Location identification entries:
..........

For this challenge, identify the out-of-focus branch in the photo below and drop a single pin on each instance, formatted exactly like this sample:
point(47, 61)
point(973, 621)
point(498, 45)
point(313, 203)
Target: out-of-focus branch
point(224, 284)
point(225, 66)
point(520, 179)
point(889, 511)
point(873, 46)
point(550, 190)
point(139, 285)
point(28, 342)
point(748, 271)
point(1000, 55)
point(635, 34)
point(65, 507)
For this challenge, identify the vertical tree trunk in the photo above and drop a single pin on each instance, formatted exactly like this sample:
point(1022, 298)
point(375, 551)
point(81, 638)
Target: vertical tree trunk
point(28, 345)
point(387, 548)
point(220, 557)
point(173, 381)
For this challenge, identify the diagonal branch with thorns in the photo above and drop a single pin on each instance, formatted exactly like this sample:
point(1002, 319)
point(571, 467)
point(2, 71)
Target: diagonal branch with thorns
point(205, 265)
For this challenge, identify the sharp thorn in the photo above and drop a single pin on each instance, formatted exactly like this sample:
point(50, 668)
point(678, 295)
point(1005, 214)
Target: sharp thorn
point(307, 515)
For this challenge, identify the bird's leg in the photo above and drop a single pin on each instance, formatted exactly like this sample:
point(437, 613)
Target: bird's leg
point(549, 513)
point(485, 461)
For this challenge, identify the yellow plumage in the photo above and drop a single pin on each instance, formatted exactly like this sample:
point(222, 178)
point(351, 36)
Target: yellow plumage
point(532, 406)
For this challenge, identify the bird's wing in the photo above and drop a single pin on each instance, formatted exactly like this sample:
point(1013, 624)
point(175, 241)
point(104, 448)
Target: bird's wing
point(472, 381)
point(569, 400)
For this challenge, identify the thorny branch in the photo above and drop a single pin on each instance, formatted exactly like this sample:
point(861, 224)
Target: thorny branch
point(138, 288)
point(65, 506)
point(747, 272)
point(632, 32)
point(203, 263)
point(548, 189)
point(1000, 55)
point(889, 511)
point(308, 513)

..........

What you should do:
Express every line of the data above as a Markdown table with two columns, Row and Line, numbering each row and leaving out any blank lines.

Solution below:
| Row | Line |
|---|---|
| 1 | For this challenge, identify the out-of-focus branch in the photo below and drop a single pin on each instance, formatted exactly like this sample: |
| 2 | point(47, 61) |
| 3 | point(973, 621) |
| 4 | point(498, 45) |
| 5 | point(313, 203) |
| 6 | Target: out-of-focus branch |
| 7 | point(224, 284) |
| 8 | point(225, 66) |
| 9 | point(520, 179) |
| 10 | point(889, 511) |
| 11 | point(873, 46) |
| 12 | point(550, 190) |
| 13 | point(139, 285) |
| 14 | point(28, 342) |
| 15 | point(748, 271) |
| 16 | point(1000, 55) |
| 17 | point(635, 34) |
| 18 | point(65, 507) |
| 19 | For this challenge, identify the vertical tree trunk in the photo above and drop a single pin on each instance, formatted exactly like this sample: |
| 20 | point(1022, 298) |
| 21 | point(375, 551) |
| 22 | point(81, 638) |
| 23 | Target: vertical tree trunk |
| 24 | point(28, 345) |
| 25 | point(387, 548) |
| 26 | point(220, 557) |
| 27 | point(173, 381) |
| 28 | For this challenge, identify the diagonal branch with thorns in the photo above and drop a single pin on each instance, formatted exactly like this sample: |
| 29 | point(1002, 319) |
| 30 | point(571, 467) |
| 31 | point(2, 71) |
| 32 | Target: diagonal branch with thorns |
| 33 | point(205, 265) |
| 34 | For this challenge, identify the sharp thorn in the photo above and drop a single pin on each instance, formatted exactly like this sample: |
| 35 | point(50, 668) |
| 36 | point(678, 295) |
| 37 | point(1005, 214) |
| 38 | Target: sharp thorn |
| 39 | point(307, 515) |
| 40 | For this challenge, identify the bird's leg in the photo above and drop a single pin on each instance, formatted exactly like this sample: |
| 41 | point(437, 613) |
| 42 | Target: bird's leg |
| 43 | point(549, 513) |
| 44 | point(485, 461) |
| 45 | For this challenge, identify the yellow plumage in the photo above and drop a single pin on each instance, formatted exactly like this sample: |
| 46 | point(222, 178) |
| 47 | point(351, 36) |
| 48 | Target: yellow plumage |
| 49 | point(532, 406) |
| 50 | For this challenge, identify the bird's wing in the photo above and drop a single pin on each instance, formatted exactly like this sample: |
| 51 | point(1013, 624) |
| 52 | point(175, 241) |
| 53 | point(104, 448) |
| 54 | Target: bird's wing |
| 55 | point(472, 381) |
| 56 | point(569, 400) |
| 57 | For this challenge, identify the thorny branch in the photo above and drop a single pin on each instance, formatted exactly like this sample: |
| 58 | point(861, 224) |
| 59 | Target: thorny branch |
| 60 | point(138, 288) |
| 61 | point(65, 506) |
| 62 | point(747, 272) |
| 63 | point(632, 32) |
| 64 | point(203, 263) |
| 65 | point(548, 189) |
| 66 | point(1000, 55) |
| 67 | point(889, 511) |
| 68 | point(308, 513) |